==== Rows
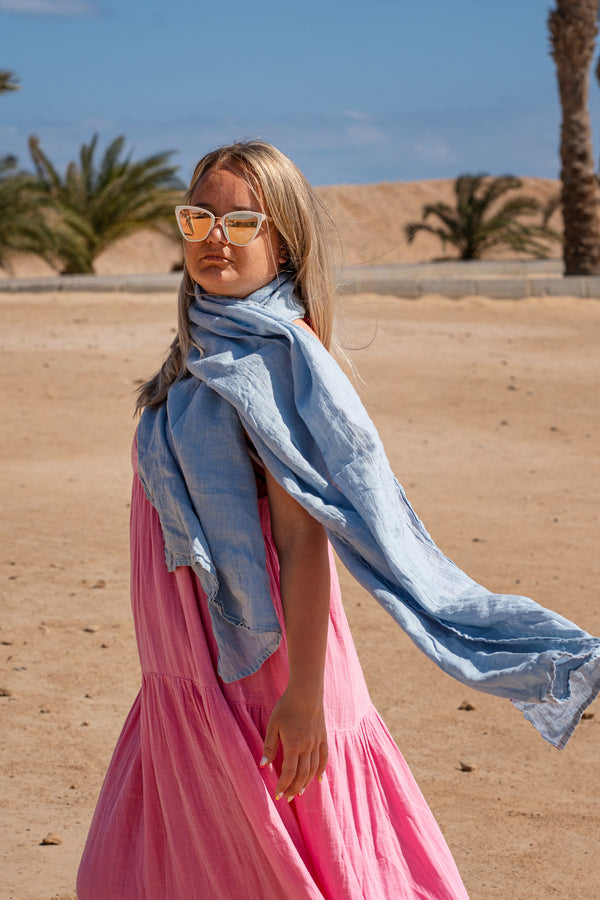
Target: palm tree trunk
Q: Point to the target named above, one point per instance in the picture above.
(573, 32)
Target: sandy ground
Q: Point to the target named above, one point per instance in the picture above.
(370, 222)
(489, 412)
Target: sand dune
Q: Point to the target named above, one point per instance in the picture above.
(370, 219)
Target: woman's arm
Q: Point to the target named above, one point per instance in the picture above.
(297, 719)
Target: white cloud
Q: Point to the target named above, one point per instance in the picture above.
(48, 7)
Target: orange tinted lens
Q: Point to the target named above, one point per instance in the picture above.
(195, 224)
(241, 227)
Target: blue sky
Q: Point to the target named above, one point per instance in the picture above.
(355, 92)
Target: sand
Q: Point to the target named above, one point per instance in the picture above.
(369, 220)
(489, 412)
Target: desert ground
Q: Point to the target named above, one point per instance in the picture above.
(489, 413)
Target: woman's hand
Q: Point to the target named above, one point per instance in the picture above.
(299, 723)
(298, 720)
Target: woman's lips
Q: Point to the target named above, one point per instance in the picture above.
(213, 257)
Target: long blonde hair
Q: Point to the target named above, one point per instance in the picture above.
(305, 230)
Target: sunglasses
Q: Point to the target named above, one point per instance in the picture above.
(239, 227)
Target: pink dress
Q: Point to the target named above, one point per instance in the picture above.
(185, 812)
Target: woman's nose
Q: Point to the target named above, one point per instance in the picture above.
(217, 234)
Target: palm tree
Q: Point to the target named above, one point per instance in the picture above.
(94, 205)
(479, 220)
(573, 32)
(8, 81)
(22, 223)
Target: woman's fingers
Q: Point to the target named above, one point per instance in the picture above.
(303, 740)
(322, 764)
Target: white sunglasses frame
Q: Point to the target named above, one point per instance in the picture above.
(214, 219)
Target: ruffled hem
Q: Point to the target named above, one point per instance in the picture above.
(173, 810)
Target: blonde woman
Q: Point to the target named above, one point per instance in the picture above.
(253, 764)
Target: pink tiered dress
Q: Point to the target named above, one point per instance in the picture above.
(185, 812)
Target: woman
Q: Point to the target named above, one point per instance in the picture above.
(253, 764)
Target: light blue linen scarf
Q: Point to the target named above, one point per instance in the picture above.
(258, 371)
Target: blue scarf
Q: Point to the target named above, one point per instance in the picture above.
(257, 371)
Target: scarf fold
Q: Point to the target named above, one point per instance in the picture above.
(259, 372)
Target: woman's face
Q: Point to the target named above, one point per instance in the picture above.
(218, 266)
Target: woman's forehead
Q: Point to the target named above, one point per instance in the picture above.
(227, 185)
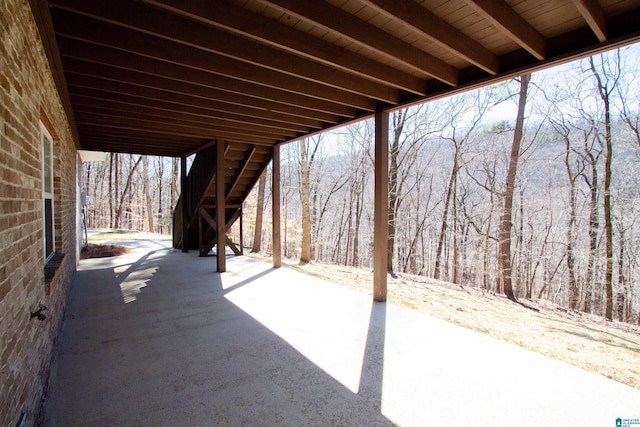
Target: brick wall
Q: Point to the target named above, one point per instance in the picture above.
(27, 97)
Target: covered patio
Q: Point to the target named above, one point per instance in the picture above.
(157, 337)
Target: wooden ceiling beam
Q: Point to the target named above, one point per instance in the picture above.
(202, 97)
(83, 102)
(336, 20)
(159, 116)
(202, 47)
(251, 25)
(517, 28)
(99, 60)
(436, 30)
(177, 130)
(593, 13)
(175, 127)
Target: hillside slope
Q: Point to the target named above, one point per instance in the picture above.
(611, 349)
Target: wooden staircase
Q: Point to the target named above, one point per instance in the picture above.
(242, 166)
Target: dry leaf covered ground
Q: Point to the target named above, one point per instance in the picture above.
(611, 349)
========
**Stated goal**
Rewrite the lines above as a Markdown table with the columns "Row" and "Line", starting at the line with "Target: dry leaf covered ground" and running through the last line, both ends included. Number each row and leave out blank lines.

**Finished task**
| Row | Line |
|---|---|
| 1 | Target: dry leaf covered ground |
| 2 | Q: Point to the target named above, one point per instance in the picture above. |
| 3 | (611, 349) |